* Given request
Set out the material below as a numbered list, from its start through the line containing "(90, 622), (202, 718)", and leave out any blank lines.

====

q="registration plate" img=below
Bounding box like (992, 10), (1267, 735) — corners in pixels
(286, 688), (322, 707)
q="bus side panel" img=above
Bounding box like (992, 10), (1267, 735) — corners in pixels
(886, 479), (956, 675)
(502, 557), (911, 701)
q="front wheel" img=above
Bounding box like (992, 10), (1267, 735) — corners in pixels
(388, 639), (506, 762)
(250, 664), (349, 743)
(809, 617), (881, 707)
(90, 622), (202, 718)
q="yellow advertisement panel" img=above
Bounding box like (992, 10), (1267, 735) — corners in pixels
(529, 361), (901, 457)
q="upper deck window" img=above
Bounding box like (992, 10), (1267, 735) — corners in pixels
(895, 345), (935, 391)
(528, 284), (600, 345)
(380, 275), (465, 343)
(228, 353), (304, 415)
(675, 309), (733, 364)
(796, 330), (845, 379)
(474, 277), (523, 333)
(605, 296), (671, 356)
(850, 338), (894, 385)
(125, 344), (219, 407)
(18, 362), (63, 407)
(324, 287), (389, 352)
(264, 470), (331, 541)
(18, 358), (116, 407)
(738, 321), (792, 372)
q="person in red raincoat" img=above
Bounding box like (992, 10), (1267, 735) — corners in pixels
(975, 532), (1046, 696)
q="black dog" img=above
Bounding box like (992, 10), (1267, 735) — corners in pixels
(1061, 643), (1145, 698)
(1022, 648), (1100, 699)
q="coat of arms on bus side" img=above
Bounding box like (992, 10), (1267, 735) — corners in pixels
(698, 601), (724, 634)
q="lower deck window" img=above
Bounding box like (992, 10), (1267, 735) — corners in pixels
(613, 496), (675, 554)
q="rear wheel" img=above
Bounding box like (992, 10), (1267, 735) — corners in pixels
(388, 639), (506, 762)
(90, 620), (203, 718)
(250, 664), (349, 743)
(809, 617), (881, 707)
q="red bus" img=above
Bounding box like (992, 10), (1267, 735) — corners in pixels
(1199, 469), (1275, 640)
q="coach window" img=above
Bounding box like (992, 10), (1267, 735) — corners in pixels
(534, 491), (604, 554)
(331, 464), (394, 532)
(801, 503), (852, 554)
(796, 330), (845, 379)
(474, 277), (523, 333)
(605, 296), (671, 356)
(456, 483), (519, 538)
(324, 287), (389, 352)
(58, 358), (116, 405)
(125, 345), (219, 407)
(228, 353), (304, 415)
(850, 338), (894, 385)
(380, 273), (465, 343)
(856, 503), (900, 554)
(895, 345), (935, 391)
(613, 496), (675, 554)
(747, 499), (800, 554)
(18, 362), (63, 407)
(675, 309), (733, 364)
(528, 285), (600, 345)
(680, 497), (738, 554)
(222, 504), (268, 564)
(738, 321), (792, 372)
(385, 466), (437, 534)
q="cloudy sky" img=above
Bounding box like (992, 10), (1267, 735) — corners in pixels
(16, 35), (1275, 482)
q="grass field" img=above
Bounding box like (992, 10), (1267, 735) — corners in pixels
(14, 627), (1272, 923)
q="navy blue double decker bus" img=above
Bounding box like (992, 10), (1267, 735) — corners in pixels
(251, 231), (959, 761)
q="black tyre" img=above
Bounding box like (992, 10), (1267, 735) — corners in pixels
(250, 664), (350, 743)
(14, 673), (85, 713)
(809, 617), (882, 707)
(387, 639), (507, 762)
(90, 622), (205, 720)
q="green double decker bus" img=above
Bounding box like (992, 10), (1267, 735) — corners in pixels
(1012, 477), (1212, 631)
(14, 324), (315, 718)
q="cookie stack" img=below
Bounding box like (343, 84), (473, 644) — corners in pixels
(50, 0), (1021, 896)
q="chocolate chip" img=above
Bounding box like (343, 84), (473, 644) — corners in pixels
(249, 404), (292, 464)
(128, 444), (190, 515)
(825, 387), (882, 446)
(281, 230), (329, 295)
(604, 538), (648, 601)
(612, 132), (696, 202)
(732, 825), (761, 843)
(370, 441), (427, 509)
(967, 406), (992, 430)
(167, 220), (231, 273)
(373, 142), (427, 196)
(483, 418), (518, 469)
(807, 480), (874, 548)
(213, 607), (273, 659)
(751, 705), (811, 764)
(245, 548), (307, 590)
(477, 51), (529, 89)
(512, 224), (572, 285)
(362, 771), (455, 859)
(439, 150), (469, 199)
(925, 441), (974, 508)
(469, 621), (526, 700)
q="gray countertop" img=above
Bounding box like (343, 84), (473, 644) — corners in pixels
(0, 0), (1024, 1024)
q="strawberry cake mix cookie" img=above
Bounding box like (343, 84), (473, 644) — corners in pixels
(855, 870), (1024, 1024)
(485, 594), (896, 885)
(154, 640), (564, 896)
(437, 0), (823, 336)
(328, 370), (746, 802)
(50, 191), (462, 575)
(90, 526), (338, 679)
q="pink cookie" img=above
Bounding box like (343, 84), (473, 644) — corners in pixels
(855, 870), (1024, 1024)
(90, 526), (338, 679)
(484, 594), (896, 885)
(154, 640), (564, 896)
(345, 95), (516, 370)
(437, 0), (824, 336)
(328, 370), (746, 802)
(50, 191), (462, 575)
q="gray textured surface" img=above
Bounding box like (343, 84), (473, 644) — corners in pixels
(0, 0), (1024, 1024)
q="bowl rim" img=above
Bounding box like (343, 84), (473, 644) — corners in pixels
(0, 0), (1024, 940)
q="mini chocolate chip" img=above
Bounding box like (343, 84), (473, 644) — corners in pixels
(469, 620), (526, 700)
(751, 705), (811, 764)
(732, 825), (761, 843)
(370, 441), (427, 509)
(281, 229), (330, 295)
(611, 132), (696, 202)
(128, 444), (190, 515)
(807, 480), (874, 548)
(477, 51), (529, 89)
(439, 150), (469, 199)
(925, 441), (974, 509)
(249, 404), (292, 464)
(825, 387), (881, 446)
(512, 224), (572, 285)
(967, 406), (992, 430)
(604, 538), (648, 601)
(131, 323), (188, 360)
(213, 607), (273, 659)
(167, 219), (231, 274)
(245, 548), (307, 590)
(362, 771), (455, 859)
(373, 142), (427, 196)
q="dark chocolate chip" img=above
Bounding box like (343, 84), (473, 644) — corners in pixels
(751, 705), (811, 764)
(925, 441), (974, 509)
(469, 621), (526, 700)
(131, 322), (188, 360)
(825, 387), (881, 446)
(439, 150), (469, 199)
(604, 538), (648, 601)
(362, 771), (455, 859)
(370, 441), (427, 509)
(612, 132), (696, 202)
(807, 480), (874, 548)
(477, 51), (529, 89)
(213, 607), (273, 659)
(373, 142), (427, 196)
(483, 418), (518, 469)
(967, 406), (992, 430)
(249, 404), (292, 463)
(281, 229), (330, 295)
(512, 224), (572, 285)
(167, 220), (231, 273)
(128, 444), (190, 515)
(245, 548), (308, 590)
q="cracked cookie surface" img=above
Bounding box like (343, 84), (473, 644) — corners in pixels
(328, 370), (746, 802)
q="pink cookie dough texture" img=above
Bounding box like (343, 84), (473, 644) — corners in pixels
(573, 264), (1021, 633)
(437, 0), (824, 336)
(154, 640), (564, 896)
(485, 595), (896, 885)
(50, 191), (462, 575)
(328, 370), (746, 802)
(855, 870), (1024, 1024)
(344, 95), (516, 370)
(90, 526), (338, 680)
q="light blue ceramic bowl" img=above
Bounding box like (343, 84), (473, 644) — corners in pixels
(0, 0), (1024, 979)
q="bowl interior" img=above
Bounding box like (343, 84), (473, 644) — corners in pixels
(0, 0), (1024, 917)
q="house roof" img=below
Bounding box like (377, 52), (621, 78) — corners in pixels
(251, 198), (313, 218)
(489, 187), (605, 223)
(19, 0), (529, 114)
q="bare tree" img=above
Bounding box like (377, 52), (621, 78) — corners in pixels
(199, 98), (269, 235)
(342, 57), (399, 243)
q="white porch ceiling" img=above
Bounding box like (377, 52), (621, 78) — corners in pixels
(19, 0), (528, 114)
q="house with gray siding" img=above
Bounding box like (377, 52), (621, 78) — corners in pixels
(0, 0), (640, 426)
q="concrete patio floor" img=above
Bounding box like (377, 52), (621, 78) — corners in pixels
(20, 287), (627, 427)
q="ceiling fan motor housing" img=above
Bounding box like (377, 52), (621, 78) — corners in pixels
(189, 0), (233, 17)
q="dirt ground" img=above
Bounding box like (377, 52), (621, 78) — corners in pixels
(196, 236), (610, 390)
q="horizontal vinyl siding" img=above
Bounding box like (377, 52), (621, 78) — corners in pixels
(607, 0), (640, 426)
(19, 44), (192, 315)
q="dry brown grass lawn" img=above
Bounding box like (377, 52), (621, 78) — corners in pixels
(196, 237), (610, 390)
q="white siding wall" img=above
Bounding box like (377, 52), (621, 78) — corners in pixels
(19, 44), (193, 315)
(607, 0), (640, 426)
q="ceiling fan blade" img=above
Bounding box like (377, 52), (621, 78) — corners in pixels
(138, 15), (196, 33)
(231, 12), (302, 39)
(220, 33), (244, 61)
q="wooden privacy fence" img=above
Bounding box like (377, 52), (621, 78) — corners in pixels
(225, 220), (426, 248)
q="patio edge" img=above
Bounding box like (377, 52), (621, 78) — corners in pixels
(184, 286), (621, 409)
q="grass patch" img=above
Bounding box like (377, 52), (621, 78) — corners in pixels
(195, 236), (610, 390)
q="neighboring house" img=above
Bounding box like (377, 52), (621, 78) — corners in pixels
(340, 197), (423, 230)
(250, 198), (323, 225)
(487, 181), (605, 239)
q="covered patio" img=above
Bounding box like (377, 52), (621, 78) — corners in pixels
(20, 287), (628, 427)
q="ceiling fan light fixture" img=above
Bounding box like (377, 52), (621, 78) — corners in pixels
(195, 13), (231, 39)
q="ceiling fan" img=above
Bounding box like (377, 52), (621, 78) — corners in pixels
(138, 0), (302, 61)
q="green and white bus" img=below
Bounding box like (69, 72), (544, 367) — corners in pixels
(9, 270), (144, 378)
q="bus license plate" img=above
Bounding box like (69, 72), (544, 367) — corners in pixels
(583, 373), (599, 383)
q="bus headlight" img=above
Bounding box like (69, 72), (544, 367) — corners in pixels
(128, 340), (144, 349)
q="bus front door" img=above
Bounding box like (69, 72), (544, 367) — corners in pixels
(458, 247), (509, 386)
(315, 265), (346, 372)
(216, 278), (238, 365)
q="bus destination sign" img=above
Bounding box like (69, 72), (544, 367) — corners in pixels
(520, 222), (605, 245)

====

* Output for this exercise
1. q="registration plate" img=below
2. Bounding box like (992, 10), (1267, 735) — corners in pixels
3. (286, 688), (322, 707)
4. q="bus side panel" img=above
5. Bounding box like (992, 10), (1267, 735) — corners in pixels
6. (886, 479), (956, 675)
7. (502, 557), (911, 701)
8. q="front wheel" img=above
9. Bounding box like (992, 10), (1267, 735) — corners in pixels
10. (388, 639), (506, 762)
11. (250, 664), (349, 743)
12. (809, 617), (881, 707)
13. (90, 622), (202, 718)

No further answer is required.